Consigne a:
Reproduisez intégralement l'intervention de Bernard Cazeneuve, sans y changer un seul mot.

# # # # #

Intervention de Bernard Cazeneuve

Réunion du 10 juillet 2012 à 15h00
Commission des affaires étrangères

Bernard Cazeneuve, ministre délégué chargé des affaires européennes :

Je comprends que vous souhaitez cibler la discussion sur les conclusions du Conseil européen relatives à la situation économique et financière de l'Union, tout en évoquant d'autres enjeux européens. Ce sont des sujets techniquement complexes et politiquement sensibles, qui connaissent des évolutions quotidiennes, compte tenu notamment des dernières échéances : Conseil européen des 28 et 29 juin, réunion de l'Eurogroupe hier, réunion des ministres des finances aujourd'hui.

Le Président de la République a souhaité procéder à une réorientation de la politique de l'Union européenne en adoptant, au-delà du traité sur la stabilité, la coordination et la gouvernance, des mesures en faveur de la croissance. Il s'agit de promouvoir, pour notre pays et les autres États membres, une démarche équilibrée s'appuyant sur deux piliers : la stabilité budgétaire et le rétablissement des comptes publics, d'une part, et la croissance, d'autre part.

# # # # #

Consigne b:
Dans les enregistrements, transcrivez à l'identique les lignes qui vont de celle contenant « Objective — for every instance of the gray hooded » jusqu'à la fin des enregistrements, ces deux bornes comprises.

# # # # #

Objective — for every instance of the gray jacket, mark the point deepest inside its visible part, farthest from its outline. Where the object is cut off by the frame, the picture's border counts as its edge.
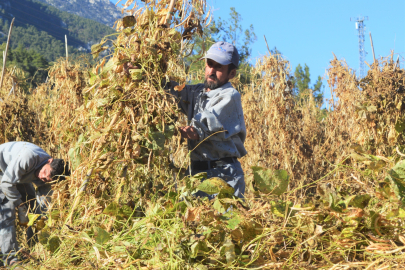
(19, 162)
(209, 112)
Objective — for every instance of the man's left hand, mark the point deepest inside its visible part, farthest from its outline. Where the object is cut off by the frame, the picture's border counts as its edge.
(189, 132)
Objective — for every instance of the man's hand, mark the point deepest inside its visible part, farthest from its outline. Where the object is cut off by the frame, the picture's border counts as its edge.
(189, 132)
(23, 215)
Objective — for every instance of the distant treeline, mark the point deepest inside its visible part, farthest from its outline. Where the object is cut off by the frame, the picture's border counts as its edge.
(38, 35)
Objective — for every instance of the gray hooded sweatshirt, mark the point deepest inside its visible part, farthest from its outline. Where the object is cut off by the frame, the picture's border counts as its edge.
(209, 112)
(18, 163)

# # # # #

Réponse complète a:
Intervention de Bernard Cazeneuve

Réunion du 10 juillet 2012 à 15h00
Commission des affaires étrangères

Bernard Cazeneuve, ministre délégué chargé des affaires européennes :

Je comprends que vous souhaitez cibler la discussion sur les conclusions du Conseil européen relatives à la situation économique et financière de l'Union, tout en évoquant d'autres enjeux européens. Ce sont des sujets techniquement complexes et politiquement sensibles, qui connaissent des évolutions quotidiennes, compte tenu notamment des dernières échéances : Conseil européen des 28 et 29 juin, réunion de l'Eurogroupe hier, réunion des ministres des finances aujourd'hui.

Le Président de la République a souhaité procéder à une réorientation de la politique de l'Union européenne en adoptant, au-delà du traité sur la stabilité, la coordination et la gouvernance, des mesures en faveur de la croissance. Il s'agit de promouvoir, pour notre pays et les autres États membres, une démarche équilibrée s'appuyant sur deux piliers : la stabilité budgétaire et le rétablissement des comptes publics, d'une part, et la croissance, d'autre part.

Réponse complète b:
Objective — for every instance of the gray hooded sweatshirt, mark the point deepest inside its visible part, farthest from its outline. Where the object is cut off by the frame, the picture's border counts as its edge.
(209, 112)
(18, 163)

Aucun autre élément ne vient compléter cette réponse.